### Document
Morgan on Rodgers, 'The Struggle for the Soul of Journalism: The Pulpit versus the Press, 1833-1923'
Ronald R. Rodgers. The Struggle for the Soul of Journalism: The Pulpit versus the Press, 1833-1923. Columbia: University of Missouri Press, 2018. 348 pp. $40.00 (cloth), ISBN 978-0-8262-2158-2.
Reviewed by Merritt Morgan (Independent Scholar)
Published on Jhistory (December, 2021)
Commissioned by Robert A. Rabe
Printable Version: https://www.h-net.org/reviews/showpdf.php?id=56133
Ronald R. Rodgers, associate professor of journalism at the University of Florida, has produced an impressive work that offers a theoretical framework for the history of journalism during the early nineteenth to the early twentieth century in the United States. This book explores religious discourse about the secular press, tracing central arguments of the religious criticism of the newspaper industry to identify a past ethical practice of journalism. Following a lengthy introduction into the dialectic tension between the religious and secular newspapers, Rodgers analyzes decades of commentary on the growing dissatisfaction of mainstream Protestant thinkers over what he views were determining factors for the deterioration of the industry's news ethic. He explores American journalism at a time when the nation was increasingly engulfed by the rapid effects of industrialization and modernization, transitioning the news industry from "a partisan to a commercial business model" (p. xxv). Throughout the text, scholarly books, labor and union newspaper trade journals, religious and popular periodicals, and unique autobiographies are thoroughly utilized.
######
### Excerpted data
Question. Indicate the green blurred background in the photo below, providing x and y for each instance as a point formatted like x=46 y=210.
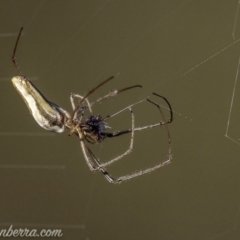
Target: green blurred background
x=185 y=50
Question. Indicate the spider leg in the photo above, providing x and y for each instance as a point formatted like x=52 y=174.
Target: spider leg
x=89 y=93
x=114 y=93
x=14 y=53
x=128 y=151
x=93 y=162
x=74 y=95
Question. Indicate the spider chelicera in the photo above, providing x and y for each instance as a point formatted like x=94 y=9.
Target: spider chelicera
x=89 y=129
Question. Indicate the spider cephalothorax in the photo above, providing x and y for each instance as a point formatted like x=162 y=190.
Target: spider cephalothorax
x=90 y=129
x=94 y=128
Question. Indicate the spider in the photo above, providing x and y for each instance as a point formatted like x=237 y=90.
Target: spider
x=89 y=129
######
Required work >>
A) According to the review of Rodgers's book, why does the book trace the central arguments of religious criticism of the newspaper industry?
B) Carry on the review of Rodgers's book from its last sentence.

Exercise results >>
A) It traces those arguments to identify a past ethical practice of journalism.

B)
The work illuminates the role of nineteenth-century daily journalism as the industry standards became increasingly challenged by the controlling social currents in a rapidly modernizing and secularizing nation. The devotion of the press to profits over the principle of facts incited severe criticism from clergy and social reformers over the decline of the industry’s authoritative and legitimate practice of ethical service to society. In the 1830s, the sensational rise of the penny press emphasizing profit as the primary principle of the press fueled consumer interest in innovative investigative reporting practices that quickly caused print publications to become popular and controversial. Arguably launching the nascent profit orientation of the press, the mass appeal of the daily penny press set the stage for the origins of a new national audience that became increasingly interested in ethical standards for practice in the industry.
By the nineteenth century, evangelical thinkers had created generations of dialogue discussing what ethics would be without possessing Protestant concepts of virtue. In chapter 1, Rodgers explores the work of renowned nineteenth-century Protestant leaders of the Social Gospel movement, including Washington Gladden and Walter Rauschenbusch, to document how clergy and social reformers responded to economic and political influences prompting the priority of news over ethics. The Social Gospel movement created a sense of public and private responsibility to balance evangelistic principles and methods with a sense of Christian ethical practice in response to the rapid changes and social problems in urban life. Chapter 2 focuses on the rise of the Sunday newspaper as a clever invention that promoted the complexities of a modernizing society in conflict with the established traditions of religious culture, mainly focusing on the media’s lack of observance of the Sabbath day. Nineteenth-century religious reformers argued that the publication of the lengthy and attractive Sunday newspaper was a vehicle for secularization, which rivaled the traditional American values connected to Protestantism and distracted people's attention from religious matters.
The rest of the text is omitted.